>> Start MATERIAL SHOWN

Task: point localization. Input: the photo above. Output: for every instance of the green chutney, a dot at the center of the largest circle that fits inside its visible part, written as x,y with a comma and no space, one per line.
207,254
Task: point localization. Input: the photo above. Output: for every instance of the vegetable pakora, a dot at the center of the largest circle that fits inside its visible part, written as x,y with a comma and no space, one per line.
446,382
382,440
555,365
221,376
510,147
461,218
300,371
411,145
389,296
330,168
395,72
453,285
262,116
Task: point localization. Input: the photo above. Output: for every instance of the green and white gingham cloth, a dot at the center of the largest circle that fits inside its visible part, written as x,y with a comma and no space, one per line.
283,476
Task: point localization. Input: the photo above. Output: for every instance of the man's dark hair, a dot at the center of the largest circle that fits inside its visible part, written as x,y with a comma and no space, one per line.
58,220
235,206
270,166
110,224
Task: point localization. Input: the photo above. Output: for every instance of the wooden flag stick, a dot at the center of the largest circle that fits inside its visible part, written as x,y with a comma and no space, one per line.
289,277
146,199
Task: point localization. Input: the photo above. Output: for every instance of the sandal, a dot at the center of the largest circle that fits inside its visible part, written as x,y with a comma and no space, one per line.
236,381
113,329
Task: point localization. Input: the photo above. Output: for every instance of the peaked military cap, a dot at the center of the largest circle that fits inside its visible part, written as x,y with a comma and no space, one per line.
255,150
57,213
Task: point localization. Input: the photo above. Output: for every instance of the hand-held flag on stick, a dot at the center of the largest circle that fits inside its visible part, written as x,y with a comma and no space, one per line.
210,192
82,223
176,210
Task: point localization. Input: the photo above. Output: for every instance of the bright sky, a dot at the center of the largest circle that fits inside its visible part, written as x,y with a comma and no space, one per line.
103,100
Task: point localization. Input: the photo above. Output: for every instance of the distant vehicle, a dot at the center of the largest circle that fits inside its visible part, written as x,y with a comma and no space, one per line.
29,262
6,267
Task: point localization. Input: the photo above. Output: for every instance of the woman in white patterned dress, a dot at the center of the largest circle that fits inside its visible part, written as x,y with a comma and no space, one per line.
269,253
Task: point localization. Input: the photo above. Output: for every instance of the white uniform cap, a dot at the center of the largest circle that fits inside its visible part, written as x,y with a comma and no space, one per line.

>> End MATERIAL SHOWN

#### WHAT YOU HAVE TO DO
Copy out each record exactly as given, omitting none.

#### THE COMPLETED TASK
Task: point localization. Input: the photo above. Output: for every instance of the green chutney, a dot at the center of the largest circle that fits inside its visible part, written as x,y with a comma and no space, one per line.
207,254
Task: point localization. Input: the photo above. Output: for every instance of the vegetable pakora, a dot at the center of the largest circle that fits inside its visible part, written as x,y with a comma and no space, one per line.
446,382
382,440
555,365
221,376
510,147
461,218
300,371
411,145
389,296
330,168
395,72
453,285
262,116
Task: point localization. Input: the photo above. Output: for every instance of the green and white gingham cloth, a dot at the center of the largest circle that fits inside its visible part, written as x,y with a comma and no space, one per line.
283,476
Task: point localization. Input: the photo above. Output: for every instance of the man's dark hair, a dot at the center of the largest circle that fits inside its visible part, written as x,y with a comma and no space, one per line.
58,220
235,206
270,166
110,224
Task: point localization. Input: the photo above. Output: for every instance of the wooden flag stick, a dot at the center of the largest circle that fits inside its visible part, written as x,y with a comma and no space, one per line.
289,277
146,199
Task: point localization. Input: the photo above. Output: for every instance of the sandal, a dot at the center of the largest circle that fits inside its visible part, written as x,y with a comma and no space, one per line.
236,381
113,329
Task: point localization. Input: the photo above. Output: for every instance of the peaked military cap, a dot at the center of the largest circle that fits inside its visible part, written as x,y with a comma and no space, one per line.
255,150
57,213
Task: point localization. Input: the photo above. Output: for every instance of the hand-held flag on stick, a dot at the center of the largest circle that fits inside its visible part, written as x,y with a comma and no space, one per line.
210,192
82,223
176,210
Task: point localization. Input: the photo above. Output: for every instance of the bright sky, a dot at the center of the largest circle that fits inside its visible part, written as x,y with a comma and no space, one per line.
103,100
Task: point localization. Input: the photo above. Output: for every instance of the distant vehicle, a dot at the center of the largest circle that fits inside its visible part, written as x,y with a comma and no space, one per line.
29,262
6,267
Task: point localization. Input: the photo above. Output: for every instance of the woman in white patterned dress, a dot at the center of the largest circle that fits inside its visible part, written as x,y with a comma and no space, one per line.
269,253
Task: point localization. Input: the photo above. Output: for every instance of the white uniform cap, a dot at the center of the largest circle that fits inside its visible part, written as x,y with a comma and no space, one per line.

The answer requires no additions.